Problem to work on:
Your reply must contain exactly the lines running from the one with "of the short" to the last line of the entries below, both included, and no other lines.

*** Task input Section Begins ***

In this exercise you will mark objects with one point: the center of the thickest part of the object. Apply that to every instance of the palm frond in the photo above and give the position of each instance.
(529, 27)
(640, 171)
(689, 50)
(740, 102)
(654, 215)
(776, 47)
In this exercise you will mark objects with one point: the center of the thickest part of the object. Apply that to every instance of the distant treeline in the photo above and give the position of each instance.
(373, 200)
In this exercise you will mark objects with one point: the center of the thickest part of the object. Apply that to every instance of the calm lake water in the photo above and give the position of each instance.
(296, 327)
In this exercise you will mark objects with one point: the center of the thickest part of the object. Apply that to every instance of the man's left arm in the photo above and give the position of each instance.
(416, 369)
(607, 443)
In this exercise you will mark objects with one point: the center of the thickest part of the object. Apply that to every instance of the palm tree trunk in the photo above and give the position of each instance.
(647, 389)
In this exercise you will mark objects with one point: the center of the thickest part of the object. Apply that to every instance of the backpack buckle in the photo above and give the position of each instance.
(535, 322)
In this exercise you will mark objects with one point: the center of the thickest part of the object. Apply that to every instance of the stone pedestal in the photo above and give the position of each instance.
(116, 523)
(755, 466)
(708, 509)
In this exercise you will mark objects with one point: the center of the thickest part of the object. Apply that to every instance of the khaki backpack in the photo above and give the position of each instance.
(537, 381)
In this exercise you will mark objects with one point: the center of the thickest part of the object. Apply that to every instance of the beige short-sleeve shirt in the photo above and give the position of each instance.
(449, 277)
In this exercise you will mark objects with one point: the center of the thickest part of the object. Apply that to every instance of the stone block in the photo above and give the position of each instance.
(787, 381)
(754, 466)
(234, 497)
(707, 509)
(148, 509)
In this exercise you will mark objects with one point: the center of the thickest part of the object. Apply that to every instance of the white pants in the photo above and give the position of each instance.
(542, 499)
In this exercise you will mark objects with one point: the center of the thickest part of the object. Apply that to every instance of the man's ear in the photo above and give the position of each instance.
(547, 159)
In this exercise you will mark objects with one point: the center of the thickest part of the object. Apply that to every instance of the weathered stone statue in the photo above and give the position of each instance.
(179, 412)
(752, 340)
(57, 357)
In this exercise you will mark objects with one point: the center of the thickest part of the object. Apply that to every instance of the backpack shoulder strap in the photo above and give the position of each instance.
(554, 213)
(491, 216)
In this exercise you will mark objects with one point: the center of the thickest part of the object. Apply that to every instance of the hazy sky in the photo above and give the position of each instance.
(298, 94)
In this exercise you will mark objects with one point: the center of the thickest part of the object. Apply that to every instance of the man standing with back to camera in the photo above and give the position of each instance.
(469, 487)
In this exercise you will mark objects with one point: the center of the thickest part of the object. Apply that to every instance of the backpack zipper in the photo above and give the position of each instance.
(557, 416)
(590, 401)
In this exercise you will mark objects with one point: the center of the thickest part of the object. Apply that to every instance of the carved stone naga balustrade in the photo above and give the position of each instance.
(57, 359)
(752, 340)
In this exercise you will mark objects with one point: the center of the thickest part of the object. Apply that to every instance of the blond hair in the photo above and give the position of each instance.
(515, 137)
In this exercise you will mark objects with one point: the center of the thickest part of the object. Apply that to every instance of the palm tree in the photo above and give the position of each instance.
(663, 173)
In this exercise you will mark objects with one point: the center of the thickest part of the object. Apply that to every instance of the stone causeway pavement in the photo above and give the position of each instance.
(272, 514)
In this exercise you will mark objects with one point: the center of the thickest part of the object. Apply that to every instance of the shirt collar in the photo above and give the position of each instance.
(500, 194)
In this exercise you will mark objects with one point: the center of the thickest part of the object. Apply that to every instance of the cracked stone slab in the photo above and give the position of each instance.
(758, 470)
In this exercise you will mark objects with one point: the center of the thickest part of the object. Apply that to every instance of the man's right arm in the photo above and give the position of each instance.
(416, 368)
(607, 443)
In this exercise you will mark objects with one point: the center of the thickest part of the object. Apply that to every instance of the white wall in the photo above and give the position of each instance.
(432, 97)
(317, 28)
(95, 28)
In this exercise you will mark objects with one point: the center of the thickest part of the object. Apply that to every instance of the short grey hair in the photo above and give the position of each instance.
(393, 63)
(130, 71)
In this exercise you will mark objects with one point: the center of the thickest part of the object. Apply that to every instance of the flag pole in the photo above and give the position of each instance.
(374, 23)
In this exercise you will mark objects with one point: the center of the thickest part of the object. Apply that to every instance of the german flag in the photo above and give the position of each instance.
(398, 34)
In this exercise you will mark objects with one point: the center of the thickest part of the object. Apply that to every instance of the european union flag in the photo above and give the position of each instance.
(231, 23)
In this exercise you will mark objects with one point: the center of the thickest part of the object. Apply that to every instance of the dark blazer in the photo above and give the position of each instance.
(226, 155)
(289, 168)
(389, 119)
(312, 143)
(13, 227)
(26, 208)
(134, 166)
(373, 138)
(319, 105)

*** Task input Section Ends ***

Solution to this exercise:
In this exercise you will mark objects with one point: the center of the thickest part of the object. Apply that to every instance of the short grey hair in the photo above and give the position of each instance.
(393, 63)
(130, 71)
In this exercise you will mark objects with one point: the center of the thickest part of the object. Apply that to every instance of the flag pole in the photo above and give the position of each instance.
(374, 23)
In this exercise you will mark objects with one point: the center of the thickest part of the object. Apply that to every instance of the german flag in the photo above and give the position of each instance.
(398, 34)
In this exercise you will mark objects with one point: the center of the thickest part of the object. Apply that to every instance of the european union flag in the photo above and give the position of each instance.
(231, 23)
In this exercise you will mark objects with one point: the center of the thickest part of the object. Apply that to every instance of the dark blazer in the photo above and give the position of each instance.
(226, 155)
(289, 168)
(389, 119)
(312, 143)
(13, 227)
(26, 208)
(134, 166)
(373, 138)
(319, 105)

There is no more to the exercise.